(Records excerpted from a collection)
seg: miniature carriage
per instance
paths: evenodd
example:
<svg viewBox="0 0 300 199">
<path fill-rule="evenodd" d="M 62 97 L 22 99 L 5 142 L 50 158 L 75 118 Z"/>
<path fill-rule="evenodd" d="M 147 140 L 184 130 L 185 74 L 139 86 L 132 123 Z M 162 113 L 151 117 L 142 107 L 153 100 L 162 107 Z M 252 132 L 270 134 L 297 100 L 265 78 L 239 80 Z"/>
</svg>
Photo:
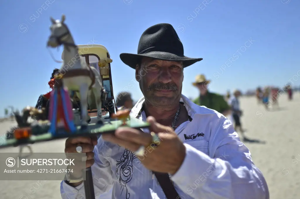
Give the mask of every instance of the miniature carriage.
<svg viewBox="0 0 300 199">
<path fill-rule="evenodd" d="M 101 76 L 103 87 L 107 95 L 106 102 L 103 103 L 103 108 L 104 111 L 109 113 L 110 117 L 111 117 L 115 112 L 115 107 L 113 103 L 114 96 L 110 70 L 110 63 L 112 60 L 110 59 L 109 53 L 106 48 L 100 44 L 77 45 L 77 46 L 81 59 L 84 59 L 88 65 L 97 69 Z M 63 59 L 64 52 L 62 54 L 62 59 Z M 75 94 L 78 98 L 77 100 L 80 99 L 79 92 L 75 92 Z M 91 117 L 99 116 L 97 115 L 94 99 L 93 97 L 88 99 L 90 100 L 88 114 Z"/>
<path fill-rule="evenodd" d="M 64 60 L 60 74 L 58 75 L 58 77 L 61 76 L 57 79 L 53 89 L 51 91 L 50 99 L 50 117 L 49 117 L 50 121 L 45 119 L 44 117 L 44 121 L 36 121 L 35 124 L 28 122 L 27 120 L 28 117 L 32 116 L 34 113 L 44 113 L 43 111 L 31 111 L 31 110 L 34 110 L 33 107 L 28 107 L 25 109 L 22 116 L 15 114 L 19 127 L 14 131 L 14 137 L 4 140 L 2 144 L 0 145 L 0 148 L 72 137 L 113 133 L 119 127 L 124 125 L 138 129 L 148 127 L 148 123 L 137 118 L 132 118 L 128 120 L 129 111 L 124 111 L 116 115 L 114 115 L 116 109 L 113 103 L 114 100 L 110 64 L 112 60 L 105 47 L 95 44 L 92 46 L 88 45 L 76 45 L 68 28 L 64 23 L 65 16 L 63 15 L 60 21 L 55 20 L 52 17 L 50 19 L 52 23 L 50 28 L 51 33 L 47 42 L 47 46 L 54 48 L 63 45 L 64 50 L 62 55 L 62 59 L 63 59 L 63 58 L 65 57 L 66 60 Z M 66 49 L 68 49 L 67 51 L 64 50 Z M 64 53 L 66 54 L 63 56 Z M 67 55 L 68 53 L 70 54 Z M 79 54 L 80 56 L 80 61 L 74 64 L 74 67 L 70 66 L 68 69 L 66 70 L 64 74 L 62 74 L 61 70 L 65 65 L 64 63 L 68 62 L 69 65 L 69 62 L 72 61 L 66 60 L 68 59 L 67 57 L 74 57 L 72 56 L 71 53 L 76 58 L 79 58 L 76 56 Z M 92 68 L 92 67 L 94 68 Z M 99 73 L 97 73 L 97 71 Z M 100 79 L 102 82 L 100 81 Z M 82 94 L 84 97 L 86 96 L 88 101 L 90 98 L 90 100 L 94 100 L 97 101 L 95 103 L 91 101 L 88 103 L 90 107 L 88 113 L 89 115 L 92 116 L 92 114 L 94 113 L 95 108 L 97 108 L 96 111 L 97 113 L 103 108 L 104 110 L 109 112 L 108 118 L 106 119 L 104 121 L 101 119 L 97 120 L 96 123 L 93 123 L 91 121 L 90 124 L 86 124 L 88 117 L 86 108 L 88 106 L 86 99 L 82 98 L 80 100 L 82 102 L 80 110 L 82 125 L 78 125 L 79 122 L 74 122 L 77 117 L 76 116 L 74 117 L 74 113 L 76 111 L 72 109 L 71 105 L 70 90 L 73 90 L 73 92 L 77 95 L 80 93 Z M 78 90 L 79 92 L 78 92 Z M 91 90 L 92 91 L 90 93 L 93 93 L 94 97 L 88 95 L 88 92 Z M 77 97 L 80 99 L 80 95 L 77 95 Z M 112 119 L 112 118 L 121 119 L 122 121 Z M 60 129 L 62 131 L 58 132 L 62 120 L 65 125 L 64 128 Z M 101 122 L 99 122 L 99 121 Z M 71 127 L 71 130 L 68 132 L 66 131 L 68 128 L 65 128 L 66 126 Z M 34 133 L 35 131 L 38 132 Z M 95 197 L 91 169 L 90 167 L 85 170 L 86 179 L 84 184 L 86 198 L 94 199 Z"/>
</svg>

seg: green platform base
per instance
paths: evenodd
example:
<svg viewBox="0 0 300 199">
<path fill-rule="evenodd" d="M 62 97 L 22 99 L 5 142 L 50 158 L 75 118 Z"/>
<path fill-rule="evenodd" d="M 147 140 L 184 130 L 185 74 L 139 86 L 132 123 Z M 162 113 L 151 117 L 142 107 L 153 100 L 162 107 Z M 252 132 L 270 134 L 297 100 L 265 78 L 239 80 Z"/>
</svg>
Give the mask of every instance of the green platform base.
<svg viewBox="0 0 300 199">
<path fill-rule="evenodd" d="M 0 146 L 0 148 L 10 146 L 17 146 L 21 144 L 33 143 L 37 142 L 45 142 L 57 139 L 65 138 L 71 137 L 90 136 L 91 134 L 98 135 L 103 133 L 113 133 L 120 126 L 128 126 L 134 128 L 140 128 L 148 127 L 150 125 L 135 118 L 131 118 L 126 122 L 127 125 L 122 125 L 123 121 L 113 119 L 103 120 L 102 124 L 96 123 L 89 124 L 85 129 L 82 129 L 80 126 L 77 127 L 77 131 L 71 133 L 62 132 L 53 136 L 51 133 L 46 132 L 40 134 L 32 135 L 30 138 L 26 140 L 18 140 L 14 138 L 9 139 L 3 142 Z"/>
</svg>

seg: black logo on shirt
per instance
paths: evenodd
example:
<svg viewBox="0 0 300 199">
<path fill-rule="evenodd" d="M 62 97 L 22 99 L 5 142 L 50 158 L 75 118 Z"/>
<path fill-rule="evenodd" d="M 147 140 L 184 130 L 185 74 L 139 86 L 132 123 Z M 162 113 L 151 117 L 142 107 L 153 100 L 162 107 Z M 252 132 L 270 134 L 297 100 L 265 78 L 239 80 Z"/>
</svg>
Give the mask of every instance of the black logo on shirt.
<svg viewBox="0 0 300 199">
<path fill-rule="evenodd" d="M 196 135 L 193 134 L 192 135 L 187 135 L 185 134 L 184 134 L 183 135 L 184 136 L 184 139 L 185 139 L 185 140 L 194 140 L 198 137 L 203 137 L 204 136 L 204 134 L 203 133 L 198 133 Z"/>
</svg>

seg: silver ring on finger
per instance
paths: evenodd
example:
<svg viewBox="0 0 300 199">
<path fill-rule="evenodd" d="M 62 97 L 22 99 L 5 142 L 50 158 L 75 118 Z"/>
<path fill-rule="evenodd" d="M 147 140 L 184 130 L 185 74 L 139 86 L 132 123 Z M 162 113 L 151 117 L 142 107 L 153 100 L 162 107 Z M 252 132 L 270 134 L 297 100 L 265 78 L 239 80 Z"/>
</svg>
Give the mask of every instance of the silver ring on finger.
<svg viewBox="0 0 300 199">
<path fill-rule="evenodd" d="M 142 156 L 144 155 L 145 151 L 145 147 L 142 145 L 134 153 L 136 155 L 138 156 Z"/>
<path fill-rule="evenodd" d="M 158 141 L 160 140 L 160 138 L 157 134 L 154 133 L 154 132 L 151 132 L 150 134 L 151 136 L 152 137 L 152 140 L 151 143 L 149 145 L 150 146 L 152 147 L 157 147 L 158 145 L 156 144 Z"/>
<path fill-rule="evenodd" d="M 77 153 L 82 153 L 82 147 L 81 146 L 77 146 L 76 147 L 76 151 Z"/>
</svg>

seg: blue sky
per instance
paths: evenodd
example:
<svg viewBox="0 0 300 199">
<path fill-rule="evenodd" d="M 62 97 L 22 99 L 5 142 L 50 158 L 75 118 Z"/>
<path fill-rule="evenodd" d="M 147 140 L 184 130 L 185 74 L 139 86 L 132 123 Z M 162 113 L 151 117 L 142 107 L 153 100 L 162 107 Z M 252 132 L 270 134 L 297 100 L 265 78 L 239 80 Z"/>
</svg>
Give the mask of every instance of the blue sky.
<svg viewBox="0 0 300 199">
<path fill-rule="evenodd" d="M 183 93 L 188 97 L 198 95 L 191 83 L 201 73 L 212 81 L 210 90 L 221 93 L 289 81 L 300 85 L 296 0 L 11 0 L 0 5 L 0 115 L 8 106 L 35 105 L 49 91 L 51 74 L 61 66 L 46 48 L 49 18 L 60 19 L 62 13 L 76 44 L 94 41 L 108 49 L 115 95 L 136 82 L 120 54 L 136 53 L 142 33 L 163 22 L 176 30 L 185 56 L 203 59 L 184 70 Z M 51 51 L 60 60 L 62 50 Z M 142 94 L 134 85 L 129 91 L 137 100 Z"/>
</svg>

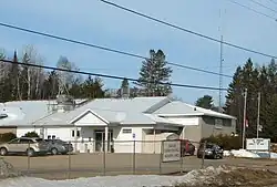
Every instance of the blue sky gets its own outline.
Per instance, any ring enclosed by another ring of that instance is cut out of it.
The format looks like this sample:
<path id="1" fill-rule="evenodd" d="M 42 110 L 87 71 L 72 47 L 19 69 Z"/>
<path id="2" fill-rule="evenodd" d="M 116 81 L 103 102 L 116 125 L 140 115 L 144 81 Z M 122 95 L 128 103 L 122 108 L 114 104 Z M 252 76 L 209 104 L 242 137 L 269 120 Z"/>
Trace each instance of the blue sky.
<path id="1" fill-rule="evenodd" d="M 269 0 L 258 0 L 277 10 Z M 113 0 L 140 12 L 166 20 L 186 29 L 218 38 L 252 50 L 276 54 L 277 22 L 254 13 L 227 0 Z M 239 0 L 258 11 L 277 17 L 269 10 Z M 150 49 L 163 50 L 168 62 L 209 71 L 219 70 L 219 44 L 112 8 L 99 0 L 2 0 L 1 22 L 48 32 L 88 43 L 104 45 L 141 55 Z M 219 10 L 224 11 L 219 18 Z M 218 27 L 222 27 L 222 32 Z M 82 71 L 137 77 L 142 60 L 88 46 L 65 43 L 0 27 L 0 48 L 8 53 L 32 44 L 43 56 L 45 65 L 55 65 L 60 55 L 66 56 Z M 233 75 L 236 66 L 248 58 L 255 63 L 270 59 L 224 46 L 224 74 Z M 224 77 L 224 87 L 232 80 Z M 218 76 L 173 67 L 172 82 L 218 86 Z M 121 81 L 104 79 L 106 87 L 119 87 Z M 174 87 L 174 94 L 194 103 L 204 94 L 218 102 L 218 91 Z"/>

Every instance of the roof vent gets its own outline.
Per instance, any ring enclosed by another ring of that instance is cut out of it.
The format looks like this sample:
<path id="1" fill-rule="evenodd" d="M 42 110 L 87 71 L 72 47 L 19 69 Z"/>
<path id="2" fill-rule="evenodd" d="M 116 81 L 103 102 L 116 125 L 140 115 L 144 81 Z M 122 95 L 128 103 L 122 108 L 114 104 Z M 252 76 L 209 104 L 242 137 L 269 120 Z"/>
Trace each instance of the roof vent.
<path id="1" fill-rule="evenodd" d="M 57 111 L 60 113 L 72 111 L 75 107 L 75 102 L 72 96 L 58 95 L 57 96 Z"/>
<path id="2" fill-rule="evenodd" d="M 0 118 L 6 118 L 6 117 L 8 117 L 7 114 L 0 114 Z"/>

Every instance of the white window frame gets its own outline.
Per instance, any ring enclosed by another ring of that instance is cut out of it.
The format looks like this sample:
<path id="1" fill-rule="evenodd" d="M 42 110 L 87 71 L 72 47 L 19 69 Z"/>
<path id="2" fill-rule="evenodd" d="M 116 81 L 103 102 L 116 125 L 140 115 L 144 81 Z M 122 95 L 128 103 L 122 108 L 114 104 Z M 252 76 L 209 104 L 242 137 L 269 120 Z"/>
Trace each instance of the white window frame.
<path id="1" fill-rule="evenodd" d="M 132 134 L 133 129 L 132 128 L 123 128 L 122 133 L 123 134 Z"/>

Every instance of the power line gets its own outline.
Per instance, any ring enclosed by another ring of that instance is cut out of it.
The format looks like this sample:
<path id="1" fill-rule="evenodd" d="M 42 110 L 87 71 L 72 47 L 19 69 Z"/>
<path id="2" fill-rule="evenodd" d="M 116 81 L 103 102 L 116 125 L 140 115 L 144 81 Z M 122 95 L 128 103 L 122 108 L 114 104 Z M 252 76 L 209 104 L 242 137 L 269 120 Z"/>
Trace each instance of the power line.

### What this task involves:
Reproduce the records verbatim, starting at the line containing "seg: green platform base" and ending at the line containing "146 L 0 148", with both of those lines included.

### Solution to this task:
seg: green platform base
per instance
paths: evenodd
example:
<svg viewBox="0 0 300 199">
<path fill-rule="evenodd" d="M 62 97 L 22 99 L 5 142 L 50 158 L 75 118 Z"/>
<path fill-rule="evenodd" d="M 147 140 L 184 130 L 185 74 L 139 86 L 132 123 Z M 162 113 L 151 117 L 142 107 L 153 100 L 162 107 Z M 252 132 L 270 134 L 297 100 L 265 78 L 239 80 Z"/>
</svg>
Give the mask of every instance of the green platform base.
<svg viewBox="0 0 300 199">
<path fill-rule="evenodd" d="M 0 146 L 0 148 L 10 146 L 17 146 L 21 144 L 33 143 L 37 142 L 45 142 L 57 139 L 65 138 L 71 137 L 90 136 L 91 134 L 98 135 L 103 133 L 113 133 L 120 126 L 128 126 L 134 128 L 140 128 L 148 127 L 150 125 L 135 118 L 131 118 L 126 122 L 127 125 L 122 125 L 123 121 L 113 119 L 103 120 L 102 124 L 96 123 L 89 124 L 85 129 L 82 129 L 80 126 L 77 127 L 77 131 L 71 133 L 62 132 L 53 136 L 51 133 L 46 132 L 40 134 L 32 135 L 30 138 L 26 140 L 18 140 L 14 138 L 9 139 L 3 142 Z"/>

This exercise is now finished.